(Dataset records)
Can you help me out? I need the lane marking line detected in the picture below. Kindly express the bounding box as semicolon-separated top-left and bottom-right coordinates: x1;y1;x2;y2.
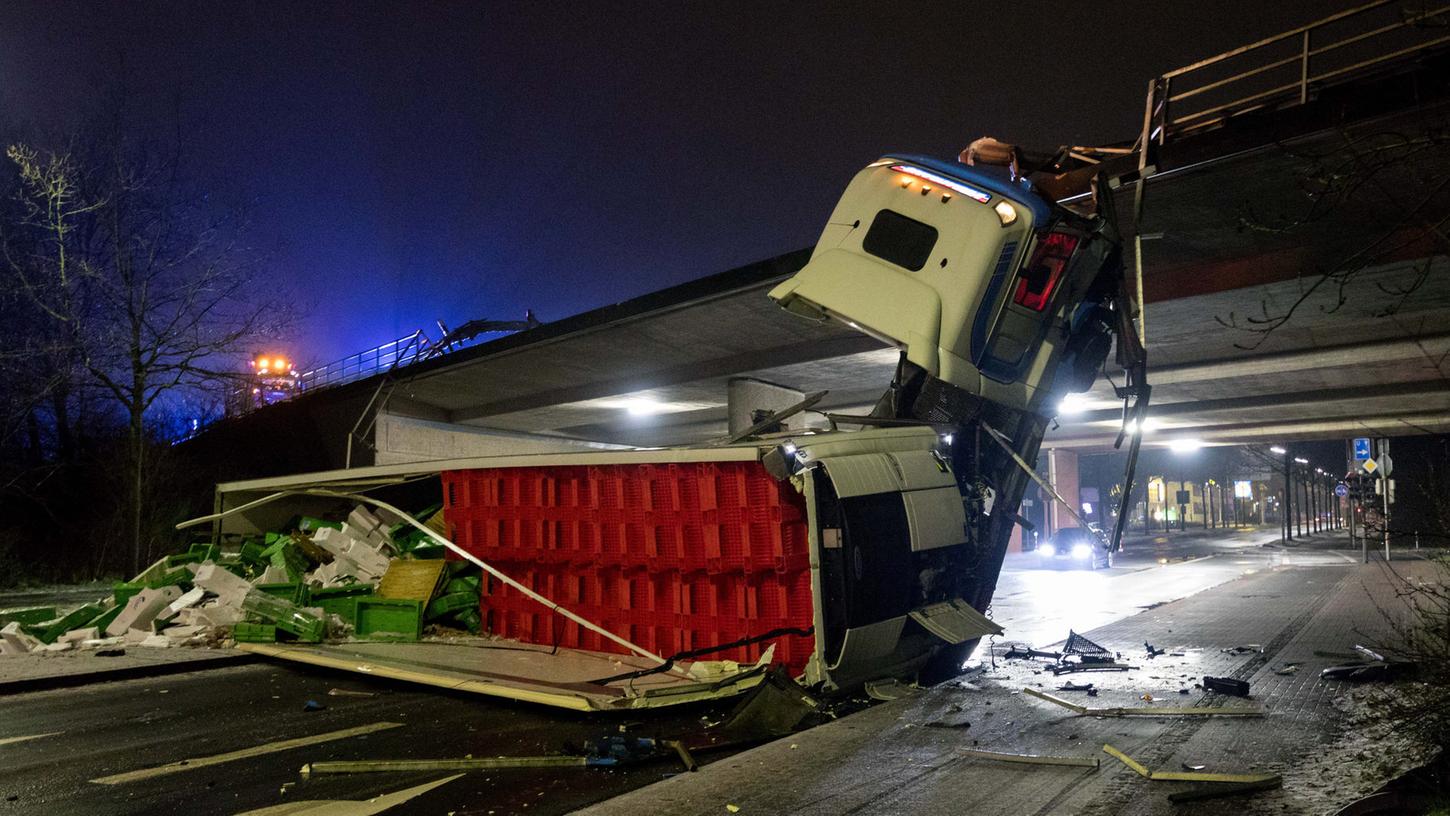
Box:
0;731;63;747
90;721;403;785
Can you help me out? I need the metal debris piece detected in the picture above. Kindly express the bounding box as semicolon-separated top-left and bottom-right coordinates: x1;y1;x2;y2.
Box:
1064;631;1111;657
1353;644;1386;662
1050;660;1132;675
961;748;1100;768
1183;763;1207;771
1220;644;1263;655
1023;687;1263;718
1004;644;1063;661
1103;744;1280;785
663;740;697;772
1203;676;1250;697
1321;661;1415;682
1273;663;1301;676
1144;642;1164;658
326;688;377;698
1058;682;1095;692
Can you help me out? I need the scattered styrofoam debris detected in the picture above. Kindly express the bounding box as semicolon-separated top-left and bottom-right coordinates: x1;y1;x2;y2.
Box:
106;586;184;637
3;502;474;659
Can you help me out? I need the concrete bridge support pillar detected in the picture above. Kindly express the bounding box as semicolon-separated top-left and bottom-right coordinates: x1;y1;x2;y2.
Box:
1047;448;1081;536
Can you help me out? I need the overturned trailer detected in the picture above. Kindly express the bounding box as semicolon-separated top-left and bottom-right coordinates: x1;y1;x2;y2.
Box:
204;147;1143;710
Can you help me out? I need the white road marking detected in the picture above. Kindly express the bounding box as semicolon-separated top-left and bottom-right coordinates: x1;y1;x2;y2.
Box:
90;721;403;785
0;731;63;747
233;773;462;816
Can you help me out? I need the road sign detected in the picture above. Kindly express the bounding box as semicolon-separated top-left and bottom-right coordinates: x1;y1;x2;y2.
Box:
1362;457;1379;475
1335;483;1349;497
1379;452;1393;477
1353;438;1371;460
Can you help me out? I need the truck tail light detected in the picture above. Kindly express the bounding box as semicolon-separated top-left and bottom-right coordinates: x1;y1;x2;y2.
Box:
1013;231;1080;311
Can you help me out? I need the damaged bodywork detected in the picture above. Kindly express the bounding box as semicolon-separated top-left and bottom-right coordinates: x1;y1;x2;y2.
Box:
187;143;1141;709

---

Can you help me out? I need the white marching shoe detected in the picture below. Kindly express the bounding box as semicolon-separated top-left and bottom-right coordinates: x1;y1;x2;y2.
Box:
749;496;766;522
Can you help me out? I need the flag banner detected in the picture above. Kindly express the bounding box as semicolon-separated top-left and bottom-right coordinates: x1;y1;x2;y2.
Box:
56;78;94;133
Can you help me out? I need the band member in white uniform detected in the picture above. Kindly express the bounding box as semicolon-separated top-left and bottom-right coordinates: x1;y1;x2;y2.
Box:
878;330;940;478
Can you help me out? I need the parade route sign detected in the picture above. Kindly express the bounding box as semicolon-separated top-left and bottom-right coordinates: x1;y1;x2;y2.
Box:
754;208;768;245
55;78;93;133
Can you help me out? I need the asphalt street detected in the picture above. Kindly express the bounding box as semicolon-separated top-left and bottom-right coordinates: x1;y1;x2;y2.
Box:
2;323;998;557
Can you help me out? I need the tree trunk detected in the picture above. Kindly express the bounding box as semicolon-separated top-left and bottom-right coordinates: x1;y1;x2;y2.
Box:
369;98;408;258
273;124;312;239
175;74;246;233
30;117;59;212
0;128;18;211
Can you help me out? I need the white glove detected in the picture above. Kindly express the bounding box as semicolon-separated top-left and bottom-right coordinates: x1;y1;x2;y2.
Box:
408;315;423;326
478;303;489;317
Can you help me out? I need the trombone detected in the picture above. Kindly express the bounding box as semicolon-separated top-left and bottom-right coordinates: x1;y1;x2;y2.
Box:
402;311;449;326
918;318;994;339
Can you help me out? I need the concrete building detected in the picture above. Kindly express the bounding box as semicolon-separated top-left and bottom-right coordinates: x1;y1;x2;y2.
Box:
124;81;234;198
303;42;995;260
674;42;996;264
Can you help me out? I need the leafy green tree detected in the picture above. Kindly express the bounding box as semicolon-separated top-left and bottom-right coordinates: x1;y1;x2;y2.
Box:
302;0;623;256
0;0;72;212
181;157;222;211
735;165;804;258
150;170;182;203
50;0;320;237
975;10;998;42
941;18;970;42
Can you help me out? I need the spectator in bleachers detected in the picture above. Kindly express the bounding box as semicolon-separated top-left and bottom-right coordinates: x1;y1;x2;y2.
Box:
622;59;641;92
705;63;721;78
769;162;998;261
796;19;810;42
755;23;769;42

Task to carry out: All lines with the string "below" must be copied from the data.

Written solution:
Can you help me out? I need the lane marking line detected in the picture below. Kindly express the bounding box as semicolon-separated top-left and bottom-right coordinates: x1;y1;x2;y2.
Can you help me out? I need the white marching shoe detected in the picture below. Kindly express the bounding box as semicolon-separated top-left and bottom-right coordinates: x1;y1;x2;y2.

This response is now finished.